GIVEN PROBLEM A:
Could you set down the whole stock-plotting passage word for word?

Note that case names may also contain information other than dates; for example, significant discrete events affecting the series (e.g., release of news affecting the stock prices) could also be noted in the case names and be used as labels in plots. For this example, label the horizontal axis in the plots with the dates in the variable Date. Select the Dates from a variable option button, and select that variable from the subsequent variable selection dialog and then click the OK button. Because in this example series, each trading week consists of five days (Monday through Friday), select the Scale X axis in plots manually check box and enter as the minimum (Min=) 1 (start with the first day), and the step size (Step=) 5. Then, click the Review highlighted variable button to produce the following spreadsheet.

You can plot this series by clicking the Plot button next to the Review highlighted variable button on the Review & plot tab.

To plot both stocks simultaneously, click the Plot button next to the Review multiple variables button, and then select the variables (series) to be displayed or plotted in the Select variables for the Spreadsheet/plot dialog. In this example, select both variables and then click the OK button.

Plotting Two Series with Different Scales. As you can see, the closing quotes for Stock2 are generally lower than those for Stock1. You can independently scale the vertical axes for those two series to obtain the best vertical resolution possible for each series. Click the Plot two var lists with different scales button and in the resulting Select variables for the Spreadsheet/plot dialog select to plot Stock1 against the left y-axis, and Stock2 against the right y-axis.

(Extracted records)
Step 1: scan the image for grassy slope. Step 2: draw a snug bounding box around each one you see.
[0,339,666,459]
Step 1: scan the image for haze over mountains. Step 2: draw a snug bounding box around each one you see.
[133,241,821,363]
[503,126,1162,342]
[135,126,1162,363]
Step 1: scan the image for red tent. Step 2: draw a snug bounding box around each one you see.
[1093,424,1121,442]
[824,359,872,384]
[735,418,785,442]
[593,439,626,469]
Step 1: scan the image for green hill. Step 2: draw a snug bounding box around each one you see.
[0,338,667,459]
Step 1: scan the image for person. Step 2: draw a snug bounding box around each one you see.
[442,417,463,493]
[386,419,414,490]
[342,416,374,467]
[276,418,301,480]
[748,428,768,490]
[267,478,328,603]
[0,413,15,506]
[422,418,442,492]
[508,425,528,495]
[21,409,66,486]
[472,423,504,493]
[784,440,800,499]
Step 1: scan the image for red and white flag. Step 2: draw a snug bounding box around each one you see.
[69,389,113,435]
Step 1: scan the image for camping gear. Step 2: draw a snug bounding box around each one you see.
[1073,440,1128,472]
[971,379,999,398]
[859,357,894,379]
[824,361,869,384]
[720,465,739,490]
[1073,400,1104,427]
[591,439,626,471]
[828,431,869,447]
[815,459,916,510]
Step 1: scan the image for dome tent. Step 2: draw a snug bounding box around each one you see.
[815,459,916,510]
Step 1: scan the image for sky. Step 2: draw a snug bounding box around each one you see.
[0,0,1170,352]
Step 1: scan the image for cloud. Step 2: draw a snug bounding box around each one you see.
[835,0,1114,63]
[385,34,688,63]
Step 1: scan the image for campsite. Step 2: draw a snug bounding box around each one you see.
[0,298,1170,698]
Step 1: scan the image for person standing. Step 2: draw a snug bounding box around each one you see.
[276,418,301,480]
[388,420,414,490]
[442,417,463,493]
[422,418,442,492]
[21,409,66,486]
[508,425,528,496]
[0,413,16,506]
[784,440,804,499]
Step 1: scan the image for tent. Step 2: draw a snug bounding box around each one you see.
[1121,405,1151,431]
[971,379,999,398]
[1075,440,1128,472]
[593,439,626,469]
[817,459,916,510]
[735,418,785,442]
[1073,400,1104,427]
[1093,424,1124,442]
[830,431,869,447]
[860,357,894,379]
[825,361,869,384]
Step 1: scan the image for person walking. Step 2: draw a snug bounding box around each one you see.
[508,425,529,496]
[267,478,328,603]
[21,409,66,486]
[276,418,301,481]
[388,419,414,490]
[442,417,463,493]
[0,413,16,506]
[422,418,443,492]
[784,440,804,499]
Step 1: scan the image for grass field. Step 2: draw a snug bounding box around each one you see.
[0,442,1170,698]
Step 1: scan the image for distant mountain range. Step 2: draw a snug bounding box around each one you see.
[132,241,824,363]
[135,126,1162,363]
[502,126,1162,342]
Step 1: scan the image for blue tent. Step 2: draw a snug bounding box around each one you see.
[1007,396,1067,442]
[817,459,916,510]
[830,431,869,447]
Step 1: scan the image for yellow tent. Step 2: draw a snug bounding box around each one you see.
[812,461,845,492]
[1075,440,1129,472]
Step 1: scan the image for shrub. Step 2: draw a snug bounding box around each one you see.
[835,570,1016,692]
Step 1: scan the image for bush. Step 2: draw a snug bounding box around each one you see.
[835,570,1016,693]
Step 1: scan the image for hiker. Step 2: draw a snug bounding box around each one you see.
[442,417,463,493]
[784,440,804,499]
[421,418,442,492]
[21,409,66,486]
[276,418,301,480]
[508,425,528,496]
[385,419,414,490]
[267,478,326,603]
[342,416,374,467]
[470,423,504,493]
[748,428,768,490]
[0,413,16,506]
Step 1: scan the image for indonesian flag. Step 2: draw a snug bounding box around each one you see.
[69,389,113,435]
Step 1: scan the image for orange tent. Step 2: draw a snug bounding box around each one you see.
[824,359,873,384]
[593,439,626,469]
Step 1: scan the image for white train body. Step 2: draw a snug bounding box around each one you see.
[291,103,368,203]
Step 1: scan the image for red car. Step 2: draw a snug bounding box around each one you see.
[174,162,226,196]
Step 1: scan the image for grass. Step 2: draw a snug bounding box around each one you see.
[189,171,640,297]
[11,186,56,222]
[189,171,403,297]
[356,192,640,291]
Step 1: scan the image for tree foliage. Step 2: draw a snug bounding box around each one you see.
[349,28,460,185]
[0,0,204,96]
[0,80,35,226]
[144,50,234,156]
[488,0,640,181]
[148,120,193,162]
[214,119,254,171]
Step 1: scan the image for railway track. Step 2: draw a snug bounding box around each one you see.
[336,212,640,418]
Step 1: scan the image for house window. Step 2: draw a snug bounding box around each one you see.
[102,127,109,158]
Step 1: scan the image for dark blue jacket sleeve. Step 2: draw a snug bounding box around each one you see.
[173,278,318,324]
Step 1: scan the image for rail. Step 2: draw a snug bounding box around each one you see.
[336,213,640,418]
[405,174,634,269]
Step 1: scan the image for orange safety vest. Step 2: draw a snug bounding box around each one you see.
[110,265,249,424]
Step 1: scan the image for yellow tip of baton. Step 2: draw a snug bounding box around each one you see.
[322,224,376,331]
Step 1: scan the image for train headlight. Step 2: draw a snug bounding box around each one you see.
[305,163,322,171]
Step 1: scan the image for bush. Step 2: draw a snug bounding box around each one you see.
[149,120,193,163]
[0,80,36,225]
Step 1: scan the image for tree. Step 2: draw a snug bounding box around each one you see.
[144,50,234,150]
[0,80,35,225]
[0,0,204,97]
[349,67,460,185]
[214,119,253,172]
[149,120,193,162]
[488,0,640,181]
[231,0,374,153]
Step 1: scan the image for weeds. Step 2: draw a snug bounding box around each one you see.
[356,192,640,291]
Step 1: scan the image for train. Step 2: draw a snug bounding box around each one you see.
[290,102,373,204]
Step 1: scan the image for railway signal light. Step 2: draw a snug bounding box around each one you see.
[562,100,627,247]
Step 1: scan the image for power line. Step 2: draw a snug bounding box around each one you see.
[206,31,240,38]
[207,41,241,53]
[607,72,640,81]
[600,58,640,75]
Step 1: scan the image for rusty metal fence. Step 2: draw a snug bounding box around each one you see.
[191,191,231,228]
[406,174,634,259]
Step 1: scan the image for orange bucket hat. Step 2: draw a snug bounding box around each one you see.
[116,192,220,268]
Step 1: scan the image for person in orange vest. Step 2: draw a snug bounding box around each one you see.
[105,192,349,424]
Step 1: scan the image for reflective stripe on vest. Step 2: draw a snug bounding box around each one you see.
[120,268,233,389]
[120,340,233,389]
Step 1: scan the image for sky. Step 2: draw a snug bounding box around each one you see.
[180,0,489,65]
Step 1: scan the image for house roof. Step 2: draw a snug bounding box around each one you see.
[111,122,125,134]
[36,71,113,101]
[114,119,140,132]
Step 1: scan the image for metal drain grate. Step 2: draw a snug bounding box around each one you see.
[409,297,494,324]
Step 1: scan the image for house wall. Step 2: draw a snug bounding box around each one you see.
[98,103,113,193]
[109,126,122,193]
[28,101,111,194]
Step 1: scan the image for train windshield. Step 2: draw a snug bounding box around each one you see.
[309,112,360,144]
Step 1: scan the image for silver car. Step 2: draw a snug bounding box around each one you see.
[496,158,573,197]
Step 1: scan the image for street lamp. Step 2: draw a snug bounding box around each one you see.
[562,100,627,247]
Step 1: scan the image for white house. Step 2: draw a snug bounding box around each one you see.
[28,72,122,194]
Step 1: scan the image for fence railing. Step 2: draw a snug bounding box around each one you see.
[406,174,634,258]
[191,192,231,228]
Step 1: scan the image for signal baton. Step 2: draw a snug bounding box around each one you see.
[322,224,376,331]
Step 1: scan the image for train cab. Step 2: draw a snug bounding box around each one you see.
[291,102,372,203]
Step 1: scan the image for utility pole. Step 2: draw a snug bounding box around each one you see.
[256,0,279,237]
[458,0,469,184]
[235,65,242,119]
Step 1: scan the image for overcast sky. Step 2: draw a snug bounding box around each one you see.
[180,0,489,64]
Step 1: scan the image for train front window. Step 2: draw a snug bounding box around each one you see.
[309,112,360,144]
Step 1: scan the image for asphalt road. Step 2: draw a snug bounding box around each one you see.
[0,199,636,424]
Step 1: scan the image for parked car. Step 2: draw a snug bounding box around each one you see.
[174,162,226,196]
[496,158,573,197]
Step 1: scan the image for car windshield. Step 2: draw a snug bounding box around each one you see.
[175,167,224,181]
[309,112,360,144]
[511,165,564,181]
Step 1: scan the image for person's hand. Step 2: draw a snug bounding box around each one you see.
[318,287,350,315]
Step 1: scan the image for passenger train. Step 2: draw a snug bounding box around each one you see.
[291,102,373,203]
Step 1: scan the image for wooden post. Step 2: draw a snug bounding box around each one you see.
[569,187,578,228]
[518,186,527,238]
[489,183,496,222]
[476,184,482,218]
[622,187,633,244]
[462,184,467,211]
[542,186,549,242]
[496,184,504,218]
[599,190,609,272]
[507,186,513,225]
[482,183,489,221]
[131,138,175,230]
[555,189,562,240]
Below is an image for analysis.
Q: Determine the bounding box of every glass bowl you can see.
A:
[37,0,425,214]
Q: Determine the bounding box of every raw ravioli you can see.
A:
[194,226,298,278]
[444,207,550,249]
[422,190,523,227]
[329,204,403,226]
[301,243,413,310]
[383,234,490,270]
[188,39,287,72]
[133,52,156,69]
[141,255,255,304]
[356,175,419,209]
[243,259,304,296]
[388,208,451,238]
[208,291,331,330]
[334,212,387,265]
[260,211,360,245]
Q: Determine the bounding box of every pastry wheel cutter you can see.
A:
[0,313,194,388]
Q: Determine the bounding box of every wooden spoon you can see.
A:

GIVEN PROBLEM B:
Can you output the records as a two-column CSV with the columns request and answer, starting with the line that contains "Step 1: scan the image for red tent." and going on through the line that contains "[0,338,667,459]"? Give one row per request, put each value in a single quoted field, and turn line breaks into spaces.

EXERCISE RESPONSE A:
Note that case names may also contain information other than dates; for example, significant discrete events affecting the series (e.g., release of news affecting the stock prices) could also be noted in the case names and be used as labels in plots. For this example, label the horizontal axis in the plots with the dates in the variable Date. Select the Dates from a variable option button, and select that variable from the subsequent variable selection dialog and then click the OK button. Because in this example series, each trading week consists of five days (Monday through Friday), select the Scale X axis in plots manually check box and enter as the minimum (Min=) 1 (start with the first day), and the step size (Step=) 5. Then, click the Review highlighted variable button to produce the following spreadsheet.

You can plot this series by clicking the Plot button next to the Review highlighted variable button on the Review & plot tab.

To plot both stocks simultaneously, click the Plot button next to the Review multiple variables button, and then select the variables (series) to be displayed or plotted in the Select variables for the Spreadsheet/plot dialog. In this example, select both variables and then click the OK button.

Plotting Two Series with Different Scales. As you can see, the closing quotes for Stock2 are generally lower than those for Stock1. You can independently scale the vertical axes for those two series to obtain the best vertical resolution possible for each series. Click the Plot two var lists with different scales button and in the resulting Select variables for the Spreadsheet/plot dialog select to plot Stock1 against the left y-axis, and Stock2 against the right y-axis.

EXERCISE RESPONSE B:
request,answer
"Step 1: scan the image for red tent. Step 2: draw a snug bounding box around each one you see.","[1093,424,1121,442] [824,359,872,384] [735,418,785,442] [593,439,626,469]"
"Step 1: scan the image for green hill. Step 2: draw a snug bounding box around each one you see.","[0,338,667,459]"